◆ **What you need to do**:
**A.** In the explanation of the URL regex's bracket expressions, which group contains the second bracket expression?
**B.** Write what comes next in the explanation of the URL regex's bracket expressions, picking up after its final line.

◆ **Text passage**:

## Start

The URL regex in this tutorial has 3 bracket expressions.

  • Bracket Expression 1: [\da-z\.-]

    • This is the first bracket expression in the regex, and it appears within Group 2. Here's the breakdown:
      • \d: Matches any digit, equivalent to [0-9].
      • a-z: Matches any lowercase alphabetical character from 'a' to 'z'.
      • .: Matches the period character literally.
      • -: Matches the hyphen character literally.
    • So, this bracket expression will match any single character that is a digit, a lowercase letter, a period, or a hyphen.
  • Bracket Expression 2: [a-z\.]

    • This is the second bracket expression in the regex, and it appears within Group 3. It includes:
      • a-z: Matches any lowercase alphabetical character from 'a' to 'z'.
      • .: Matches the period character literally.
    • This bracket expression will match any single character that is either a lowercase letter or a period.
  • Bracket Expression 3: [\/\w \.-]

    • This is the third bracket expression in the regex, and it appears within Group 4. It includes:
      • \/: Matches the forward slash character literally.

## End

[Excerpts of pointing data]
## Start

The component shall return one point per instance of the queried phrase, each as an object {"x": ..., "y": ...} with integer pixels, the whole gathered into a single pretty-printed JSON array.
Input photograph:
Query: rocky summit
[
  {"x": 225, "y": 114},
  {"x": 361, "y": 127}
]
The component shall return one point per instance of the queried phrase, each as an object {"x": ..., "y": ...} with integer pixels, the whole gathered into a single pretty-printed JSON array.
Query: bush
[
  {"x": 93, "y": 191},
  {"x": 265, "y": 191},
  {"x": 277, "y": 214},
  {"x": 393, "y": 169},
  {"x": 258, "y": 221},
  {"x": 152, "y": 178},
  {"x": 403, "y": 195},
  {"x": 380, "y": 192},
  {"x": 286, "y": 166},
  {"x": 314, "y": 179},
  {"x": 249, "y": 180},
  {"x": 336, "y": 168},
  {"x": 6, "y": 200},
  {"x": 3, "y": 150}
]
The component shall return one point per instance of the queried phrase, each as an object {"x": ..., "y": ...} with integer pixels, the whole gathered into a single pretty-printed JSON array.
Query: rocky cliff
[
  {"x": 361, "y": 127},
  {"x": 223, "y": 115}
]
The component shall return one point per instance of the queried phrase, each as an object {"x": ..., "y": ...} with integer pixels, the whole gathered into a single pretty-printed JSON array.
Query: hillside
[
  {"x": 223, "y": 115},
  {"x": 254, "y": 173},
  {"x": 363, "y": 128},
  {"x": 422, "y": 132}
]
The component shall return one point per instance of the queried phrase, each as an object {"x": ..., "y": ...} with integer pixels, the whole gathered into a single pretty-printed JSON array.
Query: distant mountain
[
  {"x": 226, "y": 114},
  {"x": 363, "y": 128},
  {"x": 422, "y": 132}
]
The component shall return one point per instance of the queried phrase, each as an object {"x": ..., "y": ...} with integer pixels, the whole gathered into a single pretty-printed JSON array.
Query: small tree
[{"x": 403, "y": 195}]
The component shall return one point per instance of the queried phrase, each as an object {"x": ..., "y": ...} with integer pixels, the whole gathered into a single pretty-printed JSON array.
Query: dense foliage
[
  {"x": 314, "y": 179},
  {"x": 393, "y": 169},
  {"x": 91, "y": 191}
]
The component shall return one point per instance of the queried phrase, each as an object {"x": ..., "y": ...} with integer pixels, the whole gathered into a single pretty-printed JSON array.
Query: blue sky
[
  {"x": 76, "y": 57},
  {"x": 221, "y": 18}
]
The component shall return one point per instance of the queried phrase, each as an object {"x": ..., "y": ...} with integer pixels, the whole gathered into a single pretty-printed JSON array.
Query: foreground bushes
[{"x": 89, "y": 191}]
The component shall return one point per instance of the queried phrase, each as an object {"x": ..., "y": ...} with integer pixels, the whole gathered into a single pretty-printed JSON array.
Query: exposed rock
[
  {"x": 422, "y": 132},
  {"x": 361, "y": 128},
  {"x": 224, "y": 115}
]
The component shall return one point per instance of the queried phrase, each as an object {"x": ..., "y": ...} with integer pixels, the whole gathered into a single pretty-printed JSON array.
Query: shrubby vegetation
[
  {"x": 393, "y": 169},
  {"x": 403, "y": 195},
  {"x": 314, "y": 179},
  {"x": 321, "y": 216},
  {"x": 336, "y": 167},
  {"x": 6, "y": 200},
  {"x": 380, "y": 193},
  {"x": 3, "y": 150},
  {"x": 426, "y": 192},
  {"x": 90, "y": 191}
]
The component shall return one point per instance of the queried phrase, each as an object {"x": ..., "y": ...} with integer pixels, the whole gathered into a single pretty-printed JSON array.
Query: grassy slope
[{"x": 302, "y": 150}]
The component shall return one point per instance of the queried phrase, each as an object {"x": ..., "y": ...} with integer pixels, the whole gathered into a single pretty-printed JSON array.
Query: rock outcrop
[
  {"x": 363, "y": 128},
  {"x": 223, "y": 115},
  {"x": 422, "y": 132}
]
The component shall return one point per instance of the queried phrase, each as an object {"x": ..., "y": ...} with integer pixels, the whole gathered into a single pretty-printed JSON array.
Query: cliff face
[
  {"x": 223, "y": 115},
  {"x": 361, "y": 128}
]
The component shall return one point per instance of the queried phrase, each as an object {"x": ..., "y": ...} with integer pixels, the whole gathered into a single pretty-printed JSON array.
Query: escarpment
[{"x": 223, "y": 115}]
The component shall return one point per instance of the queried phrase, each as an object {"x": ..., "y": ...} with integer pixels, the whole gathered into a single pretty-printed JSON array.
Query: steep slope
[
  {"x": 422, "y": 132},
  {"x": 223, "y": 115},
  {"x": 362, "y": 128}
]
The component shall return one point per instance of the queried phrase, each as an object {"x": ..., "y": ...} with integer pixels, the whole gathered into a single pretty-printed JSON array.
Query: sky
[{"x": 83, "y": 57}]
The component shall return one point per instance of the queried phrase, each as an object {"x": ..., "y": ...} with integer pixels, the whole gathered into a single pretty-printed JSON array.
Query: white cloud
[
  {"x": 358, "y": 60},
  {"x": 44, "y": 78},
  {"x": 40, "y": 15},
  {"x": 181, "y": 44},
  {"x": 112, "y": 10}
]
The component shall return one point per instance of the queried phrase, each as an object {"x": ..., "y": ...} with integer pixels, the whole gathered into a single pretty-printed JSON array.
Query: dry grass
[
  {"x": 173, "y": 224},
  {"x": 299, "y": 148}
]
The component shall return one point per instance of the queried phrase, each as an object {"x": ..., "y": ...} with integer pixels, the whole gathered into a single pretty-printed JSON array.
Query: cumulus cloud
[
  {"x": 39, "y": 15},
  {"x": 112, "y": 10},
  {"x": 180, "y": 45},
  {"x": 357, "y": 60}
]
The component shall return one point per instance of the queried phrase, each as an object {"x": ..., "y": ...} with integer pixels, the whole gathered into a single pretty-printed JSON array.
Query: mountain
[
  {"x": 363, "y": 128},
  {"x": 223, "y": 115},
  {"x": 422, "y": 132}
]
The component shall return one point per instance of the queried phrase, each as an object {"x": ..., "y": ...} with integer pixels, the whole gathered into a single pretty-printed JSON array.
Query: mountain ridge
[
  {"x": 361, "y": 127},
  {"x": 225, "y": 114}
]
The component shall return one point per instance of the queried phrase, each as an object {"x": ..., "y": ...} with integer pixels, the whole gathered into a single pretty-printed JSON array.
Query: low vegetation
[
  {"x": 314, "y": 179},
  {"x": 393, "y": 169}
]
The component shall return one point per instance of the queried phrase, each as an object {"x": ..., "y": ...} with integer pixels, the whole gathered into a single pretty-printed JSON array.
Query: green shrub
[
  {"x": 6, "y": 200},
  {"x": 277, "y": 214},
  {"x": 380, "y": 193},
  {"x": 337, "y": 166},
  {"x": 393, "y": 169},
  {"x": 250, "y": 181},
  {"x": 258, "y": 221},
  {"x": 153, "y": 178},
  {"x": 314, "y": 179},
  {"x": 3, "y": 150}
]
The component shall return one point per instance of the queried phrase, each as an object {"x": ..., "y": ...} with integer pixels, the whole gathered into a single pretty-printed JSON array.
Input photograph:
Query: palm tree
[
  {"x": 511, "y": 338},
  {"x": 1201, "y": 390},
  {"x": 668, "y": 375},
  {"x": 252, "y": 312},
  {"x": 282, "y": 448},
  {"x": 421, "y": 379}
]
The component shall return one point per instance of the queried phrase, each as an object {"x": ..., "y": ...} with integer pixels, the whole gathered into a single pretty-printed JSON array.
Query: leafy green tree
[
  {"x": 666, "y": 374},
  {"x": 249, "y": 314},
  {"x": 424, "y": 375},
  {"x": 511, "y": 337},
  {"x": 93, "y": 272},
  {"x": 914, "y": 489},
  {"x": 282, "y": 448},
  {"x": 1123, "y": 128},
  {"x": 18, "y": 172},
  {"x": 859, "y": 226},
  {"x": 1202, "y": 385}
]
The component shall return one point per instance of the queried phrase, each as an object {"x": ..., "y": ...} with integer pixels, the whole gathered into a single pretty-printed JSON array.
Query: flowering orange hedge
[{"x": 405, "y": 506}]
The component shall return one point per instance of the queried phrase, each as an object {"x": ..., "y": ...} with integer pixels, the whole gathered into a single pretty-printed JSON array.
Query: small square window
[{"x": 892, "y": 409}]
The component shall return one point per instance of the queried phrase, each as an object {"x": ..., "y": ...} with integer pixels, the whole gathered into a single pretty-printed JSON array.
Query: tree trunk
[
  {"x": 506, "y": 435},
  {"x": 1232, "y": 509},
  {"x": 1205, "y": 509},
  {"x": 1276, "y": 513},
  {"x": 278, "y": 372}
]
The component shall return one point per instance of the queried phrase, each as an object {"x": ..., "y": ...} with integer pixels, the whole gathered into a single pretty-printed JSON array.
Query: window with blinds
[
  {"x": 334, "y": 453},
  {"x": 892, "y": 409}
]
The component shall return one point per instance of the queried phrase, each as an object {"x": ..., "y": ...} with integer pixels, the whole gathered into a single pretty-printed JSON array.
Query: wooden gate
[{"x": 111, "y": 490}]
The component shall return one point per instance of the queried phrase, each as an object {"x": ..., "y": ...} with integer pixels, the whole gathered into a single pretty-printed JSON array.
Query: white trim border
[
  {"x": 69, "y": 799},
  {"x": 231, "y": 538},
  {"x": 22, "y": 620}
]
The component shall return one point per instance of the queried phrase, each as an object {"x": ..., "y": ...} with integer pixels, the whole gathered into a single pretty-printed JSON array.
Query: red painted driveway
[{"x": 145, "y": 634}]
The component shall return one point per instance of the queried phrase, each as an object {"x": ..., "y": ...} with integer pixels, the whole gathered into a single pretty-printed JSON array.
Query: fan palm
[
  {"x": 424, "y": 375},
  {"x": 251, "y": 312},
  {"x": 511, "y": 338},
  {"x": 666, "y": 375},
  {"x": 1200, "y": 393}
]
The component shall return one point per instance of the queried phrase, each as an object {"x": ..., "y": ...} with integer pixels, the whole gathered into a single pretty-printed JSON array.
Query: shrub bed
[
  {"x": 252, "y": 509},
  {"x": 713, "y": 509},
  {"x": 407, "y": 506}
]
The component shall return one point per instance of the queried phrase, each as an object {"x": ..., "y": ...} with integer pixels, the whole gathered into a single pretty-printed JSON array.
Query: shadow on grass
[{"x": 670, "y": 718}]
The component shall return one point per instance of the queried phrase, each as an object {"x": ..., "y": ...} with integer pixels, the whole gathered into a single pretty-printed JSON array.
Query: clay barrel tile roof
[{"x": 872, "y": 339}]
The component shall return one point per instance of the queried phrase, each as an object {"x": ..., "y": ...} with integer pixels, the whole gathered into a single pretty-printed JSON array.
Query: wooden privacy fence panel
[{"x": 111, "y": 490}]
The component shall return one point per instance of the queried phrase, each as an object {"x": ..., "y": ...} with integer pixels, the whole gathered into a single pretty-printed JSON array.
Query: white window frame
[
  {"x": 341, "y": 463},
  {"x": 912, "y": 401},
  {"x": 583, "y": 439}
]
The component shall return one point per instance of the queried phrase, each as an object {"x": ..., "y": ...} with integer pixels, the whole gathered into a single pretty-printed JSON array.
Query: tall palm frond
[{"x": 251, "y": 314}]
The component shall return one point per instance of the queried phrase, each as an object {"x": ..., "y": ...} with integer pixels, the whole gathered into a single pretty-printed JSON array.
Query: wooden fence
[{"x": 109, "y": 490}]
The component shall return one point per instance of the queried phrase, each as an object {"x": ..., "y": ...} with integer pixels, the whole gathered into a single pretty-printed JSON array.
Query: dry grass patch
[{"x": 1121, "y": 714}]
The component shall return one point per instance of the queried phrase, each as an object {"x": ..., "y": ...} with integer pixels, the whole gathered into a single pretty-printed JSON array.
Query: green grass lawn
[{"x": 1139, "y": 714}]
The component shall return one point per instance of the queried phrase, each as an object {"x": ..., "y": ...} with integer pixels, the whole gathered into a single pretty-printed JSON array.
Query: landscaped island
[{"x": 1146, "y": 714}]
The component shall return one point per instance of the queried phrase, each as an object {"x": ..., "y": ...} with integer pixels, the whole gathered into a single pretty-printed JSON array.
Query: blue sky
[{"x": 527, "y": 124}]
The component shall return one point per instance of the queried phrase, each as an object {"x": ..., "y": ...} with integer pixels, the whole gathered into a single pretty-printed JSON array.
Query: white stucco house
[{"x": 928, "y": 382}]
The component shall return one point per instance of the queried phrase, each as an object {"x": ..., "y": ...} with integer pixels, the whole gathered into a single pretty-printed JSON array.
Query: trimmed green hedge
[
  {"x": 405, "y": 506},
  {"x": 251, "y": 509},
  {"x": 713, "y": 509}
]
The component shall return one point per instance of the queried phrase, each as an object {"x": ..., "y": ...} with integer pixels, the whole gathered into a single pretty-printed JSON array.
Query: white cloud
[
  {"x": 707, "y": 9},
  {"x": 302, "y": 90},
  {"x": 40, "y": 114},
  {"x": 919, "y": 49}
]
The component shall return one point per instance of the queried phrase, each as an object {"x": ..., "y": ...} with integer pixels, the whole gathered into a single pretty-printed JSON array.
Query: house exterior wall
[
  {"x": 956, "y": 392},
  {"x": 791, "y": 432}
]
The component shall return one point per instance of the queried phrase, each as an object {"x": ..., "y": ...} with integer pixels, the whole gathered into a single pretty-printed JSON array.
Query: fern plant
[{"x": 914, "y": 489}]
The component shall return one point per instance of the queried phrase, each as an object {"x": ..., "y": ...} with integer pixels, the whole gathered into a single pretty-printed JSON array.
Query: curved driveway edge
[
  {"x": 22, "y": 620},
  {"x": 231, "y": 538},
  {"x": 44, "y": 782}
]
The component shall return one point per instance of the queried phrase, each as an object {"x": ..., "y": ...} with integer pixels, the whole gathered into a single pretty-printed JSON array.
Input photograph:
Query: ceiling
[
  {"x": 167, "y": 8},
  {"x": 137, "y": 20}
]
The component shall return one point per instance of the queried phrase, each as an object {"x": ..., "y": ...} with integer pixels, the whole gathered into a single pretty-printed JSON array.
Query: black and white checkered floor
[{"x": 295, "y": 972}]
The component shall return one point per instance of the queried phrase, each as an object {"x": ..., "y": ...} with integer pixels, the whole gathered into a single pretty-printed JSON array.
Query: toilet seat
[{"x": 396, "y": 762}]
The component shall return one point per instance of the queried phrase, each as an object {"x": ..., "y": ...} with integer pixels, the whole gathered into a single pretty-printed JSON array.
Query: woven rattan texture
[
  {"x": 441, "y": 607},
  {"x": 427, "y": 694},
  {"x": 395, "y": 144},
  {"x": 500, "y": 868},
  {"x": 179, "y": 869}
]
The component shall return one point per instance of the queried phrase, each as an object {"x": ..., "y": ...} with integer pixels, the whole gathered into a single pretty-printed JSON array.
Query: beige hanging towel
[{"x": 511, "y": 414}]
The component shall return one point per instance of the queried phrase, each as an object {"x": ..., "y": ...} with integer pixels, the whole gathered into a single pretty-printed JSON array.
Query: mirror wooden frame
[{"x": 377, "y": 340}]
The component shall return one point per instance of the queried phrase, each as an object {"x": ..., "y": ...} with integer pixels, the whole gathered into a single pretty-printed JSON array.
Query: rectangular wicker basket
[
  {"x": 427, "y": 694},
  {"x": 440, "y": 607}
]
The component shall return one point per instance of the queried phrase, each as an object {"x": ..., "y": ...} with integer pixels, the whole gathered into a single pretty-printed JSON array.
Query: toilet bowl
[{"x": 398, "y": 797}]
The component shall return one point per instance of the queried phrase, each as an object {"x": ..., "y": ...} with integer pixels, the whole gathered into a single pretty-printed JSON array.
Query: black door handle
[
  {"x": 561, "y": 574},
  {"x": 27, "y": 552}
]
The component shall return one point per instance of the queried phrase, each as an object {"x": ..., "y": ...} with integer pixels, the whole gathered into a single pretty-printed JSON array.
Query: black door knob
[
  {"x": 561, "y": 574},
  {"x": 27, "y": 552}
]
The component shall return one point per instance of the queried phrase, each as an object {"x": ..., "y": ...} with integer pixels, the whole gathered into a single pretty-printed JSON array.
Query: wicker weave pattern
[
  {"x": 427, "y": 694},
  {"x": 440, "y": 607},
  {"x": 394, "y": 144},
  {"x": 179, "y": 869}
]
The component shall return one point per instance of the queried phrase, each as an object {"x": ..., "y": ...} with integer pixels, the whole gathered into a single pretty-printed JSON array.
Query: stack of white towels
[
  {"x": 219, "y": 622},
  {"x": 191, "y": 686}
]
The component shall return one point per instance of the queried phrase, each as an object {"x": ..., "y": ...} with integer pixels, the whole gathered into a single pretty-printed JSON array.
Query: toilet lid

## End

◆ **Task responses**:
**A.** Group 3.

**B.**
      • \w: Matches any word character, equivalent to [a-zA-Z0-9_].
      • (space): Matches the space character literally.
      • \.: Matches the period . character literally.
      • -: Matches the hyphen character literally.
    • This bracket expression will match any single character that is either a forward slash, a word character, a space, a period, or a hyphen.

back to top

Character Classes

In regular expressions, character classes are used to specify a set of characters that you wish to match. Character classes can appear within square brackets [ ] or as standalone elements, usually prefixed with a backslash \. Character classes provide a way to simplify your regular expressions and make them easier to read and maintain. They are especially useful when you want to match a range of characters that fall into a specific category, like digits or word characters.

General Points About Character Classes:

  • Shorthand: Character classes provide a shorthand for certain commonly used sets of characters. For example, \d is easier to read and write than [0-9].
  • Case Sensitivity: Character classes are case-sensitive by default. For example, \d will not match 'D', and \w will not match 'W'.
  • Negation: Some character classes can be negated or inverted by capitalizing them. For example, \D will match any character that is NOT a digit.
  • Combination with Custom Sets: You can combine character classes with custom sets within bracket expressions. For example, [a-zA-Z\d] will match all alphabetic characters and digits.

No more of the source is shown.